- **Exercise input**
⁂
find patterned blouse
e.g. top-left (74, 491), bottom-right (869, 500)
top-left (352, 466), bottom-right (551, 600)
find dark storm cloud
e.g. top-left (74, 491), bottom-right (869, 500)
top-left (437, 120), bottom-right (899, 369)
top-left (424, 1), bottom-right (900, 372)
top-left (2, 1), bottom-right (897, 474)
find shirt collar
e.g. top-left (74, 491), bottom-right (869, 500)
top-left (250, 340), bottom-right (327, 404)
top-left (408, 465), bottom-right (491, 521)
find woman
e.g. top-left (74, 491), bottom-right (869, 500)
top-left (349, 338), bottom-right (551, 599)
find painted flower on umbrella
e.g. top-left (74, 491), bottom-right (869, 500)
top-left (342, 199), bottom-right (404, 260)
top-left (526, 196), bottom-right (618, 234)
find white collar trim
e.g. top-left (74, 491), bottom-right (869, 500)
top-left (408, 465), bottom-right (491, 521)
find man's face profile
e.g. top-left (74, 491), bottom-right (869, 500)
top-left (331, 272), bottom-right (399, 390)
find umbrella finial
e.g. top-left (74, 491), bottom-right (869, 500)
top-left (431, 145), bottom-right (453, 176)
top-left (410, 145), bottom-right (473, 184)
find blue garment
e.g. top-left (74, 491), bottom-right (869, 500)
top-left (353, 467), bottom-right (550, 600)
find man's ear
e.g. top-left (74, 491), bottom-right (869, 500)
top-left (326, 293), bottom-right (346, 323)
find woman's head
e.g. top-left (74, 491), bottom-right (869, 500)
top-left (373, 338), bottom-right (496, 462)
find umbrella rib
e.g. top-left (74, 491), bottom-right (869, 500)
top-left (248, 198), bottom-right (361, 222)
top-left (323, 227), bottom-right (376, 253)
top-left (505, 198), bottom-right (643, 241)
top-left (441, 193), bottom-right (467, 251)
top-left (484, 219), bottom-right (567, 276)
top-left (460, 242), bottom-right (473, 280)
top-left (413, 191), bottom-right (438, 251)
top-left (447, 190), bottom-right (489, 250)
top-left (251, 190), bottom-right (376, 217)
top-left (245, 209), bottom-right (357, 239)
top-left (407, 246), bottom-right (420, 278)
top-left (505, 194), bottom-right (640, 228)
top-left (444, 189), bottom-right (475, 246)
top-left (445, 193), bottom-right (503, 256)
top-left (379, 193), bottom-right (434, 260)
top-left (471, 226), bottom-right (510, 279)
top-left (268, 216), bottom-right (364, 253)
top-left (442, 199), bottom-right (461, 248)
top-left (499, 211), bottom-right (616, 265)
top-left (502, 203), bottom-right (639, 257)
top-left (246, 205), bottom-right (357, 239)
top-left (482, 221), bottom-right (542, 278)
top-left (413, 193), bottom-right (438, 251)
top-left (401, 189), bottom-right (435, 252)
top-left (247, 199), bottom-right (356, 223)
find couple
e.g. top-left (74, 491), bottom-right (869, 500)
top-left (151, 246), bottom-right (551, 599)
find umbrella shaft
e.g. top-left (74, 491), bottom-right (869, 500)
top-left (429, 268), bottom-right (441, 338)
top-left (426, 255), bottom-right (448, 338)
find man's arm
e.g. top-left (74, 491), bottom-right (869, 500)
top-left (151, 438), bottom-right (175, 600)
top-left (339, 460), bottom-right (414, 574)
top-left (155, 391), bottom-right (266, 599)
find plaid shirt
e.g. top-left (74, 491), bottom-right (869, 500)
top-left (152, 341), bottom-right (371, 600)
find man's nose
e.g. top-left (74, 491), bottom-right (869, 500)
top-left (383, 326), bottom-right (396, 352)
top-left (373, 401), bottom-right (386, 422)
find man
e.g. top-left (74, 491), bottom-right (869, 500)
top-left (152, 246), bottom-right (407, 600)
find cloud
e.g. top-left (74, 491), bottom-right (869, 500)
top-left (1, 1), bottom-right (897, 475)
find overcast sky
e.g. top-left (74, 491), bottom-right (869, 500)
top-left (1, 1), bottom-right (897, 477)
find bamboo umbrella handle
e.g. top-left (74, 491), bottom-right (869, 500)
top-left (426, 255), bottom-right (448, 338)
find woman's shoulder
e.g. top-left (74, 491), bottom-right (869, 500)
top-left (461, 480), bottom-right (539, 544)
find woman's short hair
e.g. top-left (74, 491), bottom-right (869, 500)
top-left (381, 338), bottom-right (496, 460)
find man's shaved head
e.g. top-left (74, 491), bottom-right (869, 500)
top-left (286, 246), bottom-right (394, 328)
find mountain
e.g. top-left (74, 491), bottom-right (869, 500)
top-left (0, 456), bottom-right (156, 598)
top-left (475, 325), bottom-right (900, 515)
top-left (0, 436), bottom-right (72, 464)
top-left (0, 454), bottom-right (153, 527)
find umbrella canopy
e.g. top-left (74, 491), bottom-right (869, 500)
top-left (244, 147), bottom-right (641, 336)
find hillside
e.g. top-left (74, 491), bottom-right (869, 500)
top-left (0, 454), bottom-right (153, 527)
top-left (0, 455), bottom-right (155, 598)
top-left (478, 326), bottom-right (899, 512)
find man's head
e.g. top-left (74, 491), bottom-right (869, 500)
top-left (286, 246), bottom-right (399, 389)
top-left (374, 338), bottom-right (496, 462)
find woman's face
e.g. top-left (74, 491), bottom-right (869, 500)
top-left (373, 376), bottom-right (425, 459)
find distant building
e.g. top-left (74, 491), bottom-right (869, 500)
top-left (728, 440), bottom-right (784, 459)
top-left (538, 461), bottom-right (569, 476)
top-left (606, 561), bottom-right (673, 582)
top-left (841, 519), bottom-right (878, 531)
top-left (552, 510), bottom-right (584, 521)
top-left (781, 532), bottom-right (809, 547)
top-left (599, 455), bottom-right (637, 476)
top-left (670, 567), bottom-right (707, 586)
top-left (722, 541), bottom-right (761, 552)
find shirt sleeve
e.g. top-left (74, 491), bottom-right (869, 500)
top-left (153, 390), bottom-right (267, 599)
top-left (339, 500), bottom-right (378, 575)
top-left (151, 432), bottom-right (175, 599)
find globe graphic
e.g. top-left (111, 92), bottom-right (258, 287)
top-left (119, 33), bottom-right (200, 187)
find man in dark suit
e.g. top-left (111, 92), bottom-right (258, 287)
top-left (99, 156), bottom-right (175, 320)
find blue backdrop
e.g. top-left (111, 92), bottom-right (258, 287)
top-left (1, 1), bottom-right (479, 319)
⁂
- **Task**
For this exercise, return every line from the data that holds the string "shirt".

- **Answer for this exercise**
find shirt collar
find plaid shirt
find shirt sleeve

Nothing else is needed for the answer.